Task statement - Output the line that contains "Where can you find the black alloy", then every line beneath it through the end of the records, exactly as given and with no other lines.

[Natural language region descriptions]
_ _ _

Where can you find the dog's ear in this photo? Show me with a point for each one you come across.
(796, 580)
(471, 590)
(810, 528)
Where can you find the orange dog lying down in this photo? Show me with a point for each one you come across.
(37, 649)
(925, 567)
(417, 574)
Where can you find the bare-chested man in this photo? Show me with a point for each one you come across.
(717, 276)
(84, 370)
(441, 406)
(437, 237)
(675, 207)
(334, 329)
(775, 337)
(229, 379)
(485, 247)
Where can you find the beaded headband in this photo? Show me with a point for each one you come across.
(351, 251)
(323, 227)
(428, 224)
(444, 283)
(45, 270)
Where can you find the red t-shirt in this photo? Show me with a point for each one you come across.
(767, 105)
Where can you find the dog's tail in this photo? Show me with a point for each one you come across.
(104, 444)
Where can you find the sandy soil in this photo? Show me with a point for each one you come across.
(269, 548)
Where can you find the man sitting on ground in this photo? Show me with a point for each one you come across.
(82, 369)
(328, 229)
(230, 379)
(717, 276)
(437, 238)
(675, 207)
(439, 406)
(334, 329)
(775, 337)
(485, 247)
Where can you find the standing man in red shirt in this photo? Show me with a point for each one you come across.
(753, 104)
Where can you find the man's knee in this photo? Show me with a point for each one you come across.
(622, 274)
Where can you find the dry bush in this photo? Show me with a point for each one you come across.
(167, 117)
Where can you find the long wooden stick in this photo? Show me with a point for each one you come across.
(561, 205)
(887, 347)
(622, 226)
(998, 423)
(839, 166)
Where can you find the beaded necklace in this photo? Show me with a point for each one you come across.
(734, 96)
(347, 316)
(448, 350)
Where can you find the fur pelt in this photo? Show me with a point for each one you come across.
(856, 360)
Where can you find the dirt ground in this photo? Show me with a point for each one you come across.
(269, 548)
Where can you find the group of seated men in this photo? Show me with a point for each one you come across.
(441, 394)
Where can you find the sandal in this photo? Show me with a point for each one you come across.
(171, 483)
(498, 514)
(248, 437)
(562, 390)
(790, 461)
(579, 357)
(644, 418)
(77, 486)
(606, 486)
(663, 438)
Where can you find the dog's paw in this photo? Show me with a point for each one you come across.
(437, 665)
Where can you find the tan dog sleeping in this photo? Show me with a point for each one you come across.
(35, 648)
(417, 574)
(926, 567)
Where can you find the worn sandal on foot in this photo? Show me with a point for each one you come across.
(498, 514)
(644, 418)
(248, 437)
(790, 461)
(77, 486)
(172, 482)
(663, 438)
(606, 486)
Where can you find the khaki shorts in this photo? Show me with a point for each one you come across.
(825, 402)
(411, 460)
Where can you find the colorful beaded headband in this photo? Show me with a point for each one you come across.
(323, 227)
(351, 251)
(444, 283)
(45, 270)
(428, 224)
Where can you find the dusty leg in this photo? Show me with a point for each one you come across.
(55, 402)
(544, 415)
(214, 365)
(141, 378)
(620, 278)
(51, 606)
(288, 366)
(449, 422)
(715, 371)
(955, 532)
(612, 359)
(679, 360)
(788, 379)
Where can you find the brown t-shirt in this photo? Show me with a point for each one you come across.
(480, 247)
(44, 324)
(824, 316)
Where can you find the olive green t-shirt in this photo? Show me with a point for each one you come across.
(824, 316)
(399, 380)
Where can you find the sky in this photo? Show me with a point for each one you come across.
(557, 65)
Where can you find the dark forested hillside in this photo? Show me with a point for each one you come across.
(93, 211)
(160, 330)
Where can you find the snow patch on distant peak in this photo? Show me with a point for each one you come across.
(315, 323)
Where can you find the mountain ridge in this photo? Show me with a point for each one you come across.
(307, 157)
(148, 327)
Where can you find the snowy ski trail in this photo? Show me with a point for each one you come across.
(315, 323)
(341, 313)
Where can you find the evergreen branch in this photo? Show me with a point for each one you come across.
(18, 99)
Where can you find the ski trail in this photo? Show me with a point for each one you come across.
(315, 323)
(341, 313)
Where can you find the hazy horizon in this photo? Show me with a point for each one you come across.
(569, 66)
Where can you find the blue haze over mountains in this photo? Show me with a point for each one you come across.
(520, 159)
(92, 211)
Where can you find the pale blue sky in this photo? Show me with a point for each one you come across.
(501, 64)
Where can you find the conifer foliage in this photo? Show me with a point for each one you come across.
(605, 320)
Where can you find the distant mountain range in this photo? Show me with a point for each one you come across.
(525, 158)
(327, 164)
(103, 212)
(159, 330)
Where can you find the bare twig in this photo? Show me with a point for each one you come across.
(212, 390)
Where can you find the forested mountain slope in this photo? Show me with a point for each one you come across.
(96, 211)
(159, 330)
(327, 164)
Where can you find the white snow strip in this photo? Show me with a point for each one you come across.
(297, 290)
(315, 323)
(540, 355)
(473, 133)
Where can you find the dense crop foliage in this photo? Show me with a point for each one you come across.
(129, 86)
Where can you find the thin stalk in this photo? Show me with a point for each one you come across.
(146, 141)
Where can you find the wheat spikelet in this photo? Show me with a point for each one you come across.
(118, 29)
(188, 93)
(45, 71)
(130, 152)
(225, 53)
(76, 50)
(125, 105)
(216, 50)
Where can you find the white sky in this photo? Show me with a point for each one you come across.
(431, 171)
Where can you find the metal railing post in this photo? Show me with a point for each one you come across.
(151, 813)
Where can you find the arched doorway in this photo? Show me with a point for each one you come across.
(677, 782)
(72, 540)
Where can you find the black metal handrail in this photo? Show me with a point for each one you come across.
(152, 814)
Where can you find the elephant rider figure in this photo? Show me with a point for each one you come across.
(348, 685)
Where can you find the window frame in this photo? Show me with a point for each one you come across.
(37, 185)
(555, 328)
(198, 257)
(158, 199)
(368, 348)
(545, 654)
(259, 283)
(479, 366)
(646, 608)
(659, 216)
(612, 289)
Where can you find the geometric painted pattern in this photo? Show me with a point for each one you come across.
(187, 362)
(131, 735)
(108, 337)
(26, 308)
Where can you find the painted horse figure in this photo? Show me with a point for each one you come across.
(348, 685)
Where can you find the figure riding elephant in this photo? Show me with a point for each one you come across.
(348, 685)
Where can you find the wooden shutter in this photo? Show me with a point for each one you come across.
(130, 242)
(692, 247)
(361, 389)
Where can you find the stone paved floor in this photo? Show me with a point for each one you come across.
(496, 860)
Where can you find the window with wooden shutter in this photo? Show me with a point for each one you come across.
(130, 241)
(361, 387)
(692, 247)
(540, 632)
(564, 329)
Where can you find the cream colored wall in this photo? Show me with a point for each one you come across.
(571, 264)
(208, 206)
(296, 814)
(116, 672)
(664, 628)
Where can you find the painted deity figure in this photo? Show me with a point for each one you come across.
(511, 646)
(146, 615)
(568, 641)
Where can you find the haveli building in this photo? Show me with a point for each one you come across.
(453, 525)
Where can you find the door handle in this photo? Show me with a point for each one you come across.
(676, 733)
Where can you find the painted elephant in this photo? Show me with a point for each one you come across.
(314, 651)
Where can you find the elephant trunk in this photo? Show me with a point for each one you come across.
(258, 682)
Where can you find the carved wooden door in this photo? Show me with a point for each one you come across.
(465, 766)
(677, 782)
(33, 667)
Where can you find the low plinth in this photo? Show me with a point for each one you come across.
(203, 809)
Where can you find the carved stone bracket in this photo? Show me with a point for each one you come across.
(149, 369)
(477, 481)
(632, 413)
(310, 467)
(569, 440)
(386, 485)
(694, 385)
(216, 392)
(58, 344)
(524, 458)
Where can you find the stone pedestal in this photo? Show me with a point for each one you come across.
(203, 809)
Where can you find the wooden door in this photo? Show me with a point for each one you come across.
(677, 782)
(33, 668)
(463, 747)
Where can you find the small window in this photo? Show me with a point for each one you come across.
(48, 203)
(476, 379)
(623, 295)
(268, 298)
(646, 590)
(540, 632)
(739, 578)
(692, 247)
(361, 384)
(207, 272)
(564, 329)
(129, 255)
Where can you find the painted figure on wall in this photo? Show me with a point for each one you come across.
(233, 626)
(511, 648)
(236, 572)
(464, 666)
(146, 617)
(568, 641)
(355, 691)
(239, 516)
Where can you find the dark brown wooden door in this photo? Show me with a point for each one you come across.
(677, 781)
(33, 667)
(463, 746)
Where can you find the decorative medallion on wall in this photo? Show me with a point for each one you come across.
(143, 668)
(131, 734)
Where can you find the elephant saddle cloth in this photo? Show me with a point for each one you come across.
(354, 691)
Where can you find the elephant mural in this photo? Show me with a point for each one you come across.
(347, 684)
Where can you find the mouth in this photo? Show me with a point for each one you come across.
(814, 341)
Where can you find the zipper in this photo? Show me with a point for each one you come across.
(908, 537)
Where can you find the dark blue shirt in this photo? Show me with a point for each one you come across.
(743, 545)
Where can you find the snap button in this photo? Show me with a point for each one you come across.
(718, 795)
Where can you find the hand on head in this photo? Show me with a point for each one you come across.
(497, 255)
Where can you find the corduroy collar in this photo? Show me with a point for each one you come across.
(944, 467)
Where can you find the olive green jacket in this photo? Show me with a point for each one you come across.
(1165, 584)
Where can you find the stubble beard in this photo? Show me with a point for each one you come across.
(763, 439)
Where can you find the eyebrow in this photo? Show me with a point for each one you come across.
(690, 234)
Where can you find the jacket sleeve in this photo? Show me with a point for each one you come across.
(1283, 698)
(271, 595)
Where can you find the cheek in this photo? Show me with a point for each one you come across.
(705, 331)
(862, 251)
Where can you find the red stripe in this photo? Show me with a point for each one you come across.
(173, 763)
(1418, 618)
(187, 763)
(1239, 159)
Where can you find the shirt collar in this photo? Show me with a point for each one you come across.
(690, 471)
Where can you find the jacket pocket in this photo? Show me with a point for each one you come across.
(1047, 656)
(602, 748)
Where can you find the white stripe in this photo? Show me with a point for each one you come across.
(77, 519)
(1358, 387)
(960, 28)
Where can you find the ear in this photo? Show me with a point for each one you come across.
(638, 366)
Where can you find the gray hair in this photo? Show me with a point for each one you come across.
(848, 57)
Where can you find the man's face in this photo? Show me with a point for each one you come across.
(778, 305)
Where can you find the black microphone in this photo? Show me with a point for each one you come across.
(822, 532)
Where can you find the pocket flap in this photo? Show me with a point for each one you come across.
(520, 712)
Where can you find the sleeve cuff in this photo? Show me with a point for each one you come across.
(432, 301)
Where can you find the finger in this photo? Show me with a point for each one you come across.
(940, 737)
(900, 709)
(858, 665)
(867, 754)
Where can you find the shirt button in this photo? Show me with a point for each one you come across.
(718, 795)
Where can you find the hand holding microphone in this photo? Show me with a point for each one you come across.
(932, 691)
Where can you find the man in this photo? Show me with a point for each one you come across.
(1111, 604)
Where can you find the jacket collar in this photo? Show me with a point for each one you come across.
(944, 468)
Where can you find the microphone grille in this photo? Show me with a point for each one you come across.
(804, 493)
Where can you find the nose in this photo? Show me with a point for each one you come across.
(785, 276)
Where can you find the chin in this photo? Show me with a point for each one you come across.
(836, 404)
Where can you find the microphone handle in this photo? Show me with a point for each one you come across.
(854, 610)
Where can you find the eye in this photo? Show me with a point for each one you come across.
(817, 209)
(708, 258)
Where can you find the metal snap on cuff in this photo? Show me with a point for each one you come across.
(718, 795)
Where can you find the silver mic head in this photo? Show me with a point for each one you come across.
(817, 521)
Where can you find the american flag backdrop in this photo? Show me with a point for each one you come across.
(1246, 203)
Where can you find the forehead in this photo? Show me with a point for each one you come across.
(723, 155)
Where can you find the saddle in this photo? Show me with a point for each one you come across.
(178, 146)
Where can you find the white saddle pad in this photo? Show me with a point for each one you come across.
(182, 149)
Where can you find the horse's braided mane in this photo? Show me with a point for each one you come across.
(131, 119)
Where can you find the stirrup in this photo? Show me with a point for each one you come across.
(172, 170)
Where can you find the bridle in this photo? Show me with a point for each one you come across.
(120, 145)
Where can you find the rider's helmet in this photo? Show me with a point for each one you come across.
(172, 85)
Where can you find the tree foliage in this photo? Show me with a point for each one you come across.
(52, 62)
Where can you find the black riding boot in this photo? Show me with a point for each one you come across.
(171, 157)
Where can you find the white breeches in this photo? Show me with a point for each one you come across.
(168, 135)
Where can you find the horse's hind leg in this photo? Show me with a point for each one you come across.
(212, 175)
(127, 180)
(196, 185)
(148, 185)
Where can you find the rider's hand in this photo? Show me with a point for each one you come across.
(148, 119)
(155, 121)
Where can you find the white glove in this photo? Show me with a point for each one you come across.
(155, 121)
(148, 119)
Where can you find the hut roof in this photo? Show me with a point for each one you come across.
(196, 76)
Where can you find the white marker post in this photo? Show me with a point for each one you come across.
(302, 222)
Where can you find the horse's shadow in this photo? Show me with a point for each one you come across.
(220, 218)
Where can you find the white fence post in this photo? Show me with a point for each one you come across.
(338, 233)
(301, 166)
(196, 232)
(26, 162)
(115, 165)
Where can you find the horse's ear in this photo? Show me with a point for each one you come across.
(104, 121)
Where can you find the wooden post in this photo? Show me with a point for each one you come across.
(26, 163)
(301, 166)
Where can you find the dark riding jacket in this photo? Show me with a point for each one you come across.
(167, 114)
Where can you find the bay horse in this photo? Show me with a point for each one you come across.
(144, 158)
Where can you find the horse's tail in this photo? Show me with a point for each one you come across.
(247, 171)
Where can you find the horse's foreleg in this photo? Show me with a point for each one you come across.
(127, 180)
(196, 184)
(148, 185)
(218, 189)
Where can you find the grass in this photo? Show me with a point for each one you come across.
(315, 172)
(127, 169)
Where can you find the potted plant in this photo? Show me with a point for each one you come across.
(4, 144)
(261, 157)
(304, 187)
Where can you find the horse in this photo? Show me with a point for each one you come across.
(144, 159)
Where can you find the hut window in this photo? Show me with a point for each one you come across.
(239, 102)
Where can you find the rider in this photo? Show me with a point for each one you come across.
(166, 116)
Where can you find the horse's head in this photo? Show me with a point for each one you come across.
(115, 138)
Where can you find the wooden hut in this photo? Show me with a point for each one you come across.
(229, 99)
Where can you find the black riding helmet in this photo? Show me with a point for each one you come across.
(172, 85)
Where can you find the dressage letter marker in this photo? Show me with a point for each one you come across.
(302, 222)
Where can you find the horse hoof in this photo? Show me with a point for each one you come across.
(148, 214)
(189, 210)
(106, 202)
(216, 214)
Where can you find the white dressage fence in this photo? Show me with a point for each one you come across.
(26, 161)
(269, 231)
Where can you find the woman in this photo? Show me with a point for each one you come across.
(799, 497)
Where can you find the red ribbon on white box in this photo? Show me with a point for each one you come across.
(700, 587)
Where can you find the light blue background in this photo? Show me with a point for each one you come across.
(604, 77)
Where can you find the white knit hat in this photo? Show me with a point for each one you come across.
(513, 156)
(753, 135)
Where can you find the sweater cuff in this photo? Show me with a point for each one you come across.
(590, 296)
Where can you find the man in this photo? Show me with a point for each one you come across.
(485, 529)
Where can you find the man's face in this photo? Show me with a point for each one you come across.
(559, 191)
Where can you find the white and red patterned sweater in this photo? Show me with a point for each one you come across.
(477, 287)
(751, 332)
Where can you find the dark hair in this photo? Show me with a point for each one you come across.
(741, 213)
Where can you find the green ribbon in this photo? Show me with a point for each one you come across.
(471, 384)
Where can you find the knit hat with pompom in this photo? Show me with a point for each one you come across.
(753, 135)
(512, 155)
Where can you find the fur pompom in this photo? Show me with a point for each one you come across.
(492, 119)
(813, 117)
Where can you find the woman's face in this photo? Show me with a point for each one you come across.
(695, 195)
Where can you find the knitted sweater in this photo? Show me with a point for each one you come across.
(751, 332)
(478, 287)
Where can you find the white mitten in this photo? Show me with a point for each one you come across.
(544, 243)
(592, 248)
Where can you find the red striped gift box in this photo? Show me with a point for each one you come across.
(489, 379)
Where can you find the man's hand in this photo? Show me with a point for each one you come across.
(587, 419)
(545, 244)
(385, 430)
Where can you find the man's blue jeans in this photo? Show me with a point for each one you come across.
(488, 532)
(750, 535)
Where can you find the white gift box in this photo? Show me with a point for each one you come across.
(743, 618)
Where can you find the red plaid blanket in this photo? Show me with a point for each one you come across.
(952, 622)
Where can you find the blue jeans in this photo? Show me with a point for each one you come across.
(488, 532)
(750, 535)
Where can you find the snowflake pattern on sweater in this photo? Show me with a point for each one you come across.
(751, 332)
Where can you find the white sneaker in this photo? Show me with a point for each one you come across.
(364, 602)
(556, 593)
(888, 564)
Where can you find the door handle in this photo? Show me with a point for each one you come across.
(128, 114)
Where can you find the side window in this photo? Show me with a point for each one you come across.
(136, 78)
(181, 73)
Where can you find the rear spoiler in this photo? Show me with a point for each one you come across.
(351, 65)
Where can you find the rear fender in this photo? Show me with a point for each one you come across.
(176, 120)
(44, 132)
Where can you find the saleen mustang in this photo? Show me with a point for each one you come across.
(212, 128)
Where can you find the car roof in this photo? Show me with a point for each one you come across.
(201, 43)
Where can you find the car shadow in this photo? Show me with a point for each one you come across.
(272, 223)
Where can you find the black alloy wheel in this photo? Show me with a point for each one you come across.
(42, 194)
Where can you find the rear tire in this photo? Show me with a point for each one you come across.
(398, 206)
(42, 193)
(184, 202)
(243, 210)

_ _ _

Solution for this problem -
Where can you find the black alloy wheel in this photo? Show me with a point for each one you come across.
(42, 194)
Where can you find the rear tire in this photo? Show me with a point for each one you come across.
(398, 206)
(42, 193)
(184, 202)
(243, 210)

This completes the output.